*TASK INSTRUCTIONS*
Please extend the tribute to Graeme Pollock, picking up after its final sentence.

*SELECTED TEXT*
Graeme Pollock, the great South African batsman who too soon was denied occupation of cricket’s more illustrious creases, retired from the first-class game at the end of the 1986-87 season. In January 1961, aged 16 years and 335 days, he scored his first Currie Cup century in Johannesburg, for Eastern Province against Transvaal B. Twenty-six summers later, with a score of 63 not out and now playing for Transvaal, he was there at the finish of the match which saw his team retain the Castle Currie Cup.

Graeme Pollock was one of the greatest left-handed batsmen of all time. After his retirement, the 1988 Wisden carried this tribute by South Africa’s leading writer and commentator.

Heredity and environment each supposed that the Pollock brothers should go to the top in cricket. Their father, morning paper editor in the seaport where his family grew up, played for the Orange Free State. Their mother, an all-round games player of renown, came of a father who rose in cricket administration to a term of office as president of the South African Cricket Association. Frequently the family moved house, but always there was space for a practice wicket to be set down; for the brothers to bat and bowl through sun-drenched days. And should their contests become heated, always there to arbitrate was Mrs Pollock.

There is a similarity in the Pollock brothers’ cricket background and that of WG Grace and his brothers. In both, the genes had given a touch of cricket to the blood. Environment lent itself to endless opportunity for practice, and there was a mother who saw only virtue in making her sons proficient. The analogy may be taken further. Right from their early schooldays, matches were played both with and against adult cricketers of some class.

*DATA RECORDS*
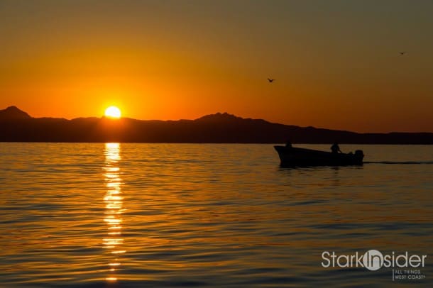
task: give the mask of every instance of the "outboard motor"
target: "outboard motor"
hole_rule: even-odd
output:
[[[362,152],[362,150],[357,150],[355,151],[355,161],[358,165],[362,165],[362,160],[364,159],[364,153]]]

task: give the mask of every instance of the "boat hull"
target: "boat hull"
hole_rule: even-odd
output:
[[[274,146],[283,166],[346,166],[362,165],[362,150],[355,153],[331,153],[312,149]]]

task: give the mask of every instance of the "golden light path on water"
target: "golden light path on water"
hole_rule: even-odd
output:
[[[105,165],[104,166],[106,193],[104,197],[105,204],[105,216],[104,221],[107,226],[107,235],[103,239],[104,248],[112,255],[112,258],[108,263],[109,273],[106,277],[109,282],[117,280],[116,270],[121,265],[119,260],[119,255],[124,253],[122,249],[124,238],[122,238],[122,208],[123,197],[121,195],[121,179],[120,178],[121,160],[120,144],[105,144]]]

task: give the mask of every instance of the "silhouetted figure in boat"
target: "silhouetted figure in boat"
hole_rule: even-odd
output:
[[[339,144],[336,142],[334,143],[332,146],[331,146],[331,151],[335,154],[342,153],[341,150],[340,150],[340,146],[339,146]]]

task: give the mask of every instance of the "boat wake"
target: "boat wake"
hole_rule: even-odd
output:
[[[432,165],[433,161],[365,161],[364,164]]]

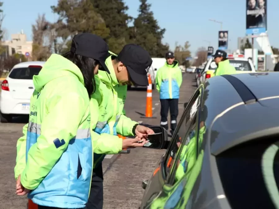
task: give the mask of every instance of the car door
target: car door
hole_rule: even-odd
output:
[[[203,88],[202,86],[196,91],[184,110],[166,153],[148,180],[140,208],[164,208],[171,195],[181,187],[180,183],[187,173],[187,168],[193,166],[196,158],[197,116]],[[187,148],[190,144],[191,153],[195,156],[190,158],[191,164],[188,166],[188,163],[185,165],[185,156],[189,153]]]

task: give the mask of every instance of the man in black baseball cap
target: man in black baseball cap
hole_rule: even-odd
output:
[[[147,51],[135,44],[127,44],[123,47],[117,59],[121,63],[121,67],[115,73],[121,84],[132,83],[138,86],[148,85],[147,74],[152,60]]]
[[[218,66],[214,72],[214,76],[236,73],[235,68],[230,64],[227,55],[227,53],[224,51],[218,50],[216,51],[215,55],[212,55],[213,60]]]
[[[133,44],[124,46],[118,56],[109,52],[110,54],[105,64],[110,74],[102,71],[95,76],[98,88],[90,100],[90,111],[93,116],[90,126],[93,131],[91,136],[96,151],[91,189],[86,208],[88,209],[103,208],[102,162],[104,154],[122,153],[125,151],[122,149],[143,147],[145,142],[144,136],[154,133],[151,129],[140,125],[123,113],[127,85],[148,85],[147,74],[152,63],[149,53]],[[98,111],[99,114],[96,114]],[[95,115],[98,115],[98,118],[92,117]],[[122,140],[117,134],[137,137]],[[140,141],[142,142],[139,143]]]
[[[99,69],[109,73],[105,64],[108,46],[100,36],[89,33],[76,35],[73,39],[70,51],[78,55],[97,60],[102,67]]]

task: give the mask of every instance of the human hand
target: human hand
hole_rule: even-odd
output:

*RESPONSE AREA*
It is for his batting at Trent Bridge in 1965 that, in England, Graeme Pollock is best remembered; and this was the batting of a player only 21 years old. Of his hundred there, Wisden said: “He reigned supreme for 70 more minutes while he lashed the bowling for 91 out of 102. He offered no chance. The power and the artistry of his strokeplay that day was awesome. Using his height [6ft 2½in] to full advantage, he drove the English bowling, off back foot and front, through the covers, regardless of length. The ball to which other batsmen would have offered a defensive bat was simply struck to the boundary.” Ted Dexter later wrote of him: “He could hit the good-length ball, given only a modicum of room outside the off stump, actually harder than he could hit the half-volley. Now that takes some doing.”

Across the world cricket scene, that was pretty much the end for South Africa. Pollock was to play twice more against Australia in South Africa – Bobby Simpson’s side in 1966-67 and Bill Lawry’s in 1969-70 – and he was in England in 1970 for the series between England and the Rest of the World, which took the place of the cancelled tour by South Africa. A century in the fifth Test, which incorporated with Garry Sobers a fifth-wicket partnership of 165, was his one big innings. His scores for eight innings averaged 31.25 and were below those of the other Springbok batsmen, Barlow, Procter and Richards.

At home, however, Pollock was consistently a heavy scorer, and in the two series with Australia he was often brilliant. Against Simpson’s team came a double-century at Newlands. Four years later, when Lawry brought his team on from India, Pollock at Durban made 274 in the only South African innings and established a new record score by a South African in Test cricket.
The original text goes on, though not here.